# Set problem A:
In the beef shank post, rewrite the passage starting at "Today I’ve got" and ending at "jelly when cooled).", putting "tendons" in place of "sinews".
# Set problem B:
According to the beef shank post, why does the stew set up like a jelly when it cools?

# Document section:
Saturday, February 24, 2018

A SLOW COOKING SORT OF DAY

Winter drags on. Today is grey, overcast and cold. Which puts me in the mood to simmer something savory all day—soup, stew or a braise. The warmth and aroma while it’s bubbling away on the stove promise a comforting meal.


Ready for all-day simmering--a pot of beef shanks.

Today I’ve got beef shanks, a cut of meat so tough that slow cooking is the only way to make it edible. The shank is the lower leg of the animal. It’s very lean muscle with sinews and connective tissue. The white membrane that encases the long, tubular muscle looks like fat, but is mostly collagen that converts into gelatin when cooked. It gives the stew flavor and substance (and causes it to set-up like a jelly when cooled).

You may know beef/veal shank better as osso buco, Italian-style braised shanks. They are cross-cut slices including the marrow bone. I’m using the boneless, cylindrical  muscle that runs the length of the bone. In Spanish, it’s called jarrete or morcillo. Morcillo is usually added to cocido, a one-pot boiled dinner, to add substance to the broth.

The shank is a tubular-shaped muscle, full of connective tissue. It needs long, slow cooking to become tender.

# Stored data:
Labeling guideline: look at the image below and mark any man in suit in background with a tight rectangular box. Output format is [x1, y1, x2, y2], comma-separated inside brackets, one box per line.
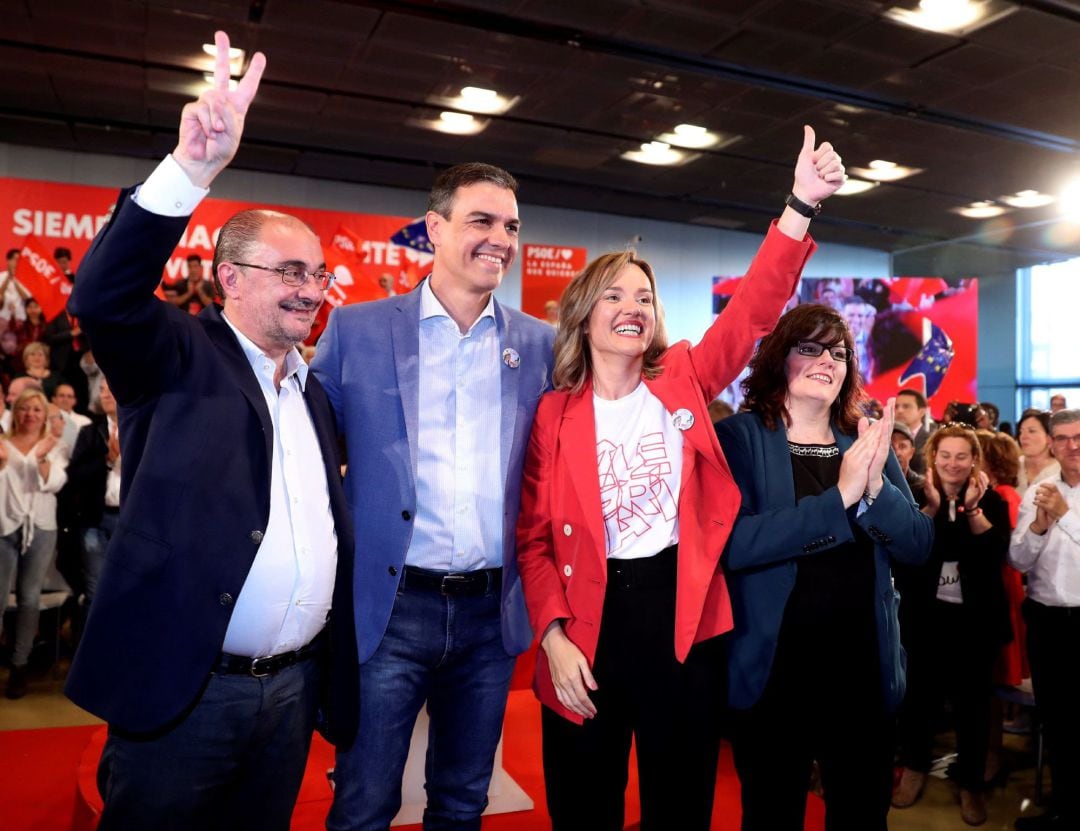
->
[312, 158, 555, 831]
[66, 32, 356, 831]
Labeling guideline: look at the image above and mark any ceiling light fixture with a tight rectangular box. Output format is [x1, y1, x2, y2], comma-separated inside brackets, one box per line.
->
[405, 110, 490, 135]
[998, 190, 1056, 207]
[428, 86, 521, 116]
[657, 124, 721, 150]
[951, 200, 1009, 219]
[848, 159, 923, 182]
[885, 0, 1016, 35]
[621, 142, 698, 165]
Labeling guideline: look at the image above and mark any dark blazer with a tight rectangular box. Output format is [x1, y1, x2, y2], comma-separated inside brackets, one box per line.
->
[60, 416, 109, 528]
[716, 413, 933, 712]
[66, 191, 357, 740]
[308, 278, 555, 661]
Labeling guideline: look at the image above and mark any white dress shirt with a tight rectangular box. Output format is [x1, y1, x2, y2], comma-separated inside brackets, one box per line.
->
[1009, 478, 1080, 606]
[405, 280, 504, 572]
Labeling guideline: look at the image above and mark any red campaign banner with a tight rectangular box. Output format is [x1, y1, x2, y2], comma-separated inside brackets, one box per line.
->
[522, 243, 589, 320]
[14, 236, 71, 320]
[0, 177, 432, 322]
[713, 277, 978, 418]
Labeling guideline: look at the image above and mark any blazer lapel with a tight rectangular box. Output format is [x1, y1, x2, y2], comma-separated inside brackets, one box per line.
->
[556, 381, 607, 567]
[390, 285, 420, 485]
[200, 306, 273, 465]
[495, 303, 522, 493]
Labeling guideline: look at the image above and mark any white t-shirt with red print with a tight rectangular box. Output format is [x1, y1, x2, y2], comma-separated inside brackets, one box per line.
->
[593, 383, 683, 560]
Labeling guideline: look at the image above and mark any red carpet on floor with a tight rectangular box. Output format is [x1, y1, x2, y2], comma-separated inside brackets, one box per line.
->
[0, 689, 824, 831]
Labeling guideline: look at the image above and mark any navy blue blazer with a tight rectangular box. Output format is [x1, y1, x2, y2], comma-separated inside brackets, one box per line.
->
[66, 191, 357, 741]
[308, 289, 555, 662]
[716, 413, 933, 712]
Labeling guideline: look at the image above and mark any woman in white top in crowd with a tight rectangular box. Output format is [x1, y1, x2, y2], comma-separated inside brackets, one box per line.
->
[0, 389, 67, 698]
[1016, 408, 1062, 497]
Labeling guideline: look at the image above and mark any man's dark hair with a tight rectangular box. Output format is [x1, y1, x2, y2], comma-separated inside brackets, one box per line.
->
[896, 389, 927, 410]
[428, 162, 517, 219]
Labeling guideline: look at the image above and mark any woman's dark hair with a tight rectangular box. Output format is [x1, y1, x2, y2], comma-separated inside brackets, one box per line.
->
[742, 304, 863, 433]
[1016, 407, 1050, 435]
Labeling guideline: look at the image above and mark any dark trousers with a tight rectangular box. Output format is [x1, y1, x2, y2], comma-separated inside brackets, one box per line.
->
[900, 601, 998, 792]
[731, 605, 895, 831]
[542, 548, 724, 831]
[1024, 600, 1080, 828]
[97, 657, 322, 831]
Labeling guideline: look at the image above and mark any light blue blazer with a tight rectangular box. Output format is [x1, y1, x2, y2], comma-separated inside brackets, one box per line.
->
[311, 287, 555, 664]
[716, 413, 934, 712]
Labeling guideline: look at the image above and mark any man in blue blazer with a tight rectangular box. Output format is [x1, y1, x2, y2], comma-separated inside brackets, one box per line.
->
[67, 32, 356, 831]
[312, 163, 554, 831]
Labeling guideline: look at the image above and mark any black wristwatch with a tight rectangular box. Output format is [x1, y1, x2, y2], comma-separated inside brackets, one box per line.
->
[784, 193, 821, 219]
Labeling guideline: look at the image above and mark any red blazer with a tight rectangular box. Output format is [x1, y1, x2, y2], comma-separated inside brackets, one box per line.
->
[517, 224, 815, 724]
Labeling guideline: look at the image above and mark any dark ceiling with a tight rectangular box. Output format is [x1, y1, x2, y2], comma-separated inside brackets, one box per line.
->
[0, 0, 1080, 274]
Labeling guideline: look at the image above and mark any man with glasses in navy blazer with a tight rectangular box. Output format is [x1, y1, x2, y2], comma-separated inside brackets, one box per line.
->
[66, 32, 356, 831]
[312, 158, 554, 831]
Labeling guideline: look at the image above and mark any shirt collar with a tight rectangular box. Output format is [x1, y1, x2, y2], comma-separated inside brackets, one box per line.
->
[420, 276, 495, 332]
[221, 310, 308, 392]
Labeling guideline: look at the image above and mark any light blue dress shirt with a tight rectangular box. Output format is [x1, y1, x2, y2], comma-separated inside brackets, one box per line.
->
[405, 280, 503, 572]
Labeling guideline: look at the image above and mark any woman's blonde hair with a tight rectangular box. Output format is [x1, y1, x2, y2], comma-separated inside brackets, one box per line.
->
[552, 250, 667, 392]
[3, 387, 49, 439]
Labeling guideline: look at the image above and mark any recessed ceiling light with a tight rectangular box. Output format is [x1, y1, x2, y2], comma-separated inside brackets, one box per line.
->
[998, 190, 1055, 207]
[885, 0, 1016, 35]
[405, 110, 490, 135]
[428, 86, 521, 116]
[657, 124, 720, 149]
[621, 142, 698, 165]
[836, 177, 881, 197]
[953, 200, 1008, 219]
[848, 159, 923, 182]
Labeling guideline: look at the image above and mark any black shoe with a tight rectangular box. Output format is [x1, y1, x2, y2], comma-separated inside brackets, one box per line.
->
[4, 664, 30, 699]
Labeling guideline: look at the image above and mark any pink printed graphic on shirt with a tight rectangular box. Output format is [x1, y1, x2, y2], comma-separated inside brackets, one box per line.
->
[596, 432, 676, 554]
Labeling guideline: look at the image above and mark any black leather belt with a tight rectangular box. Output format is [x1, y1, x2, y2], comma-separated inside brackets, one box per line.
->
[402, 565, 502, 598]
[608, 546, 678, 589]
[213, 639, 321, 678]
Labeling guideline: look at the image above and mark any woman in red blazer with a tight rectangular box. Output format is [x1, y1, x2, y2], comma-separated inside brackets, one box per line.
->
[517, 126, 843, 831]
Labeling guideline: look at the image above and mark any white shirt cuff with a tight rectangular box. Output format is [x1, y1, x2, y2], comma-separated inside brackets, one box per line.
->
[134, 153, 210, 216]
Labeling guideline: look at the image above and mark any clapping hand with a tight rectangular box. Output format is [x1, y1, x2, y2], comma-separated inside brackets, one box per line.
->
[173, 31, 267, 188]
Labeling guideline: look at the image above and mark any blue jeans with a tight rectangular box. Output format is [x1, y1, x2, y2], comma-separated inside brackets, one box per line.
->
[0, 527, 56, 667]
[326, 587, 514, 831]
[82, 511, 120, 608]
[97, 655, 322, 831]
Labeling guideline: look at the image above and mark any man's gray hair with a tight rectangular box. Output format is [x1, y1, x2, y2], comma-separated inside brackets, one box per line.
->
[1050, 410, 1080, 435]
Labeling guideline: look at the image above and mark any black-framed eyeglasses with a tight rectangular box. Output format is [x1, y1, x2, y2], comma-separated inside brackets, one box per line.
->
[232, 263, 335, 292]
[795, 340, 852, 363]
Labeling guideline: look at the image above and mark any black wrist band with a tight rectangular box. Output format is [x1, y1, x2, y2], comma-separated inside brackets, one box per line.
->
[784, 193, 821, 219]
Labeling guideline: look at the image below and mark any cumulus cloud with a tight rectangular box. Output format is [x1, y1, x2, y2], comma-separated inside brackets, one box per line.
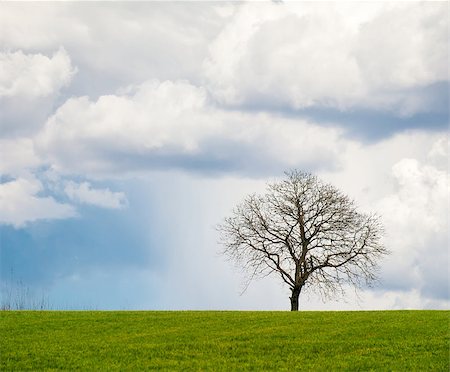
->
[0, 2, 230, 94]
[204, 3, 448, 116]
[378, 145, 450, 300]
[0, 177, 77, 228]
[36, 81, 346, 177]
[64, 181, 128, 209]
[0, 48, 76, 98]
[0, 138, 42, 176]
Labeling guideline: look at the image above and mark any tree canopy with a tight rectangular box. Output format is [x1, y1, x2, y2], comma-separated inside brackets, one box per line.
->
[218, 171, 389, 311]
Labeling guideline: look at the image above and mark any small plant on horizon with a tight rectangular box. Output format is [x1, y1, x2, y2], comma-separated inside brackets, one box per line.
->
[0, 280, 50, 311]
[218, 170, 389, 311]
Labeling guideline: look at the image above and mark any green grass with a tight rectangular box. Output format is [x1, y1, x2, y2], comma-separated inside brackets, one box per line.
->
[0, 311, 450, 371]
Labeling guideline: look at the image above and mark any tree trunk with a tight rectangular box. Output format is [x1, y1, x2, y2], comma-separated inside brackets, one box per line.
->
[289, 287, 302, 311]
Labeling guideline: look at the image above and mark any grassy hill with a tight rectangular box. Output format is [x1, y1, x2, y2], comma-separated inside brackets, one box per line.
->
[0, 311, 450, 371]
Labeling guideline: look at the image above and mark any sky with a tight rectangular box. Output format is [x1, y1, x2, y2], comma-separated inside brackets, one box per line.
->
[0, 1, 450, 310]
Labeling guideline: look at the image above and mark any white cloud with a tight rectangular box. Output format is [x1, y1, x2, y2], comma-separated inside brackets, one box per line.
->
[0, 177, 77, 227]
[204, 2, 448, 116]
[322, 132, 450, 308]
[0, 2, 234, 88]
[36, 81, 347, 177]
[0, 48, 76, 97]
[64, 181, 128, 209]
[378, 153, 450, 299]
[0, 138, 42, 176]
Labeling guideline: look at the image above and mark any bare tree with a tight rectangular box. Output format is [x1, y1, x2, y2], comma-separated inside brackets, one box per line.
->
[218, 171, 389, 311]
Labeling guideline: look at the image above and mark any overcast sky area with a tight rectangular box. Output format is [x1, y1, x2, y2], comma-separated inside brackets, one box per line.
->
[0, 2, 450, 310]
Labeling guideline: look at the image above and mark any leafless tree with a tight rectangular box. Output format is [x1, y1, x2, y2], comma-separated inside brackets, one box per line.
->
[218, 171, 389, 311]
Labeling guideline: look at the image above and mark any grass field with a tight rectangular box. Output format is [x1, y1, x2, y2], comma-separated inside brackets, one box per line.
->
[0, 311, 450, 371]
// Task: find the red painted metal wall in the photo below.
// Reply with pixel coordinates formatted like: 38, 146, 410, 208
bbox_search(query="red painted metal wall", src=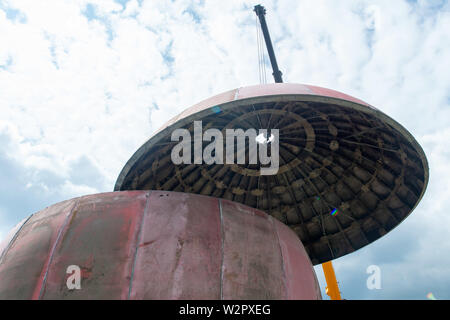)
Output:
0, 191, 321, 299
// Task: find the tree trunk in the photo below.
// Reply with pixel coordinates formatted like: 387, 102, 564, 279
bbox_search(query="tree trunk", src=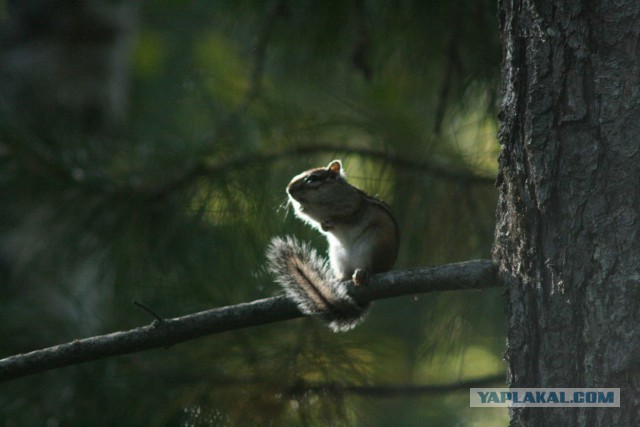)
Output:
494, 0, 640, 426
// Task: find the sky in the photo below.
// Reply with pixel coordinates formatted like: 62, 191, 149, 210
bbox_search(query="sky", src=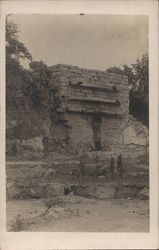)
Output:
9, 14, 148, 70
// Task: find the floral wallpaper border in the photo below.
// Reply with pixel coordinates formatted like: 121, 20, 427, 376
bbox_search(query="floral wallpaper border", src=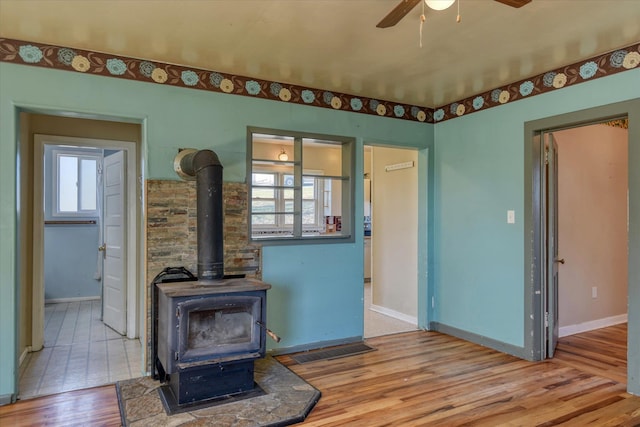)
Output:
0, 38, 433, 122
433, 43, 640, 123
0, 38, 640, 123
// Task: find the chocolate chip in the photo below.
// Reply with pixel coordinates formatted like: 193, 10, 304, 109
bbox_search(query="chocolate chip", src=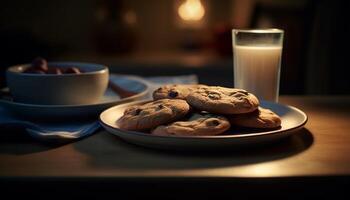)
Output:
47, 67, 62, 74
64, 67, 81, 74
207, 119, 220, 126
208, 93, 220, 99
32, 57, 48, 72
168, 90, 179, 98
134, 108, 142, 115
23, 67, 45, 74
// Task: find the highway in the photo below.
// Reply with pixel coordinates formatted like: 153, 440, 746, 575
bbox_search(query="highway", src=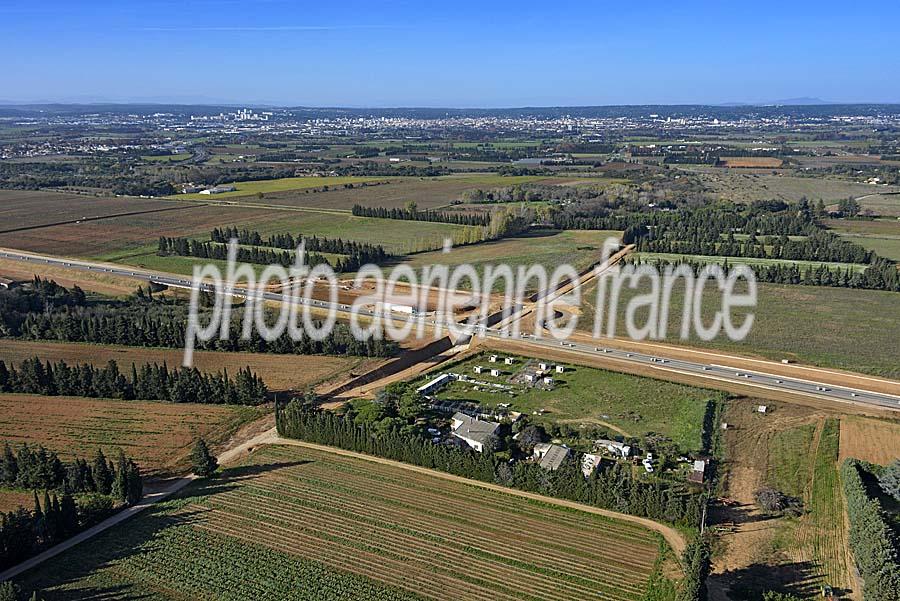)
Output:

# Full solution A:
Today I’ve got beef shanks, a cut of meat so tough that slow cooking is the only way to make it edible. The shank is the lower leg of the animal. It’s very lean muscle with tendons and connective tissue. The white membrane that encases the long, tubular muscle looks like fat, but is mostly collagen that converts into gelatin when cooked. It gives the stew flavor and substance (and causes it to set-up like a jelly when cooled).

# Full solution B:
The white membrane around the shank muscle looks like fat but is mostly collagen, which turns into gelatin when cooked. That gelatin gives the stew flavor and substance and makes it set up like a jelly once cooled.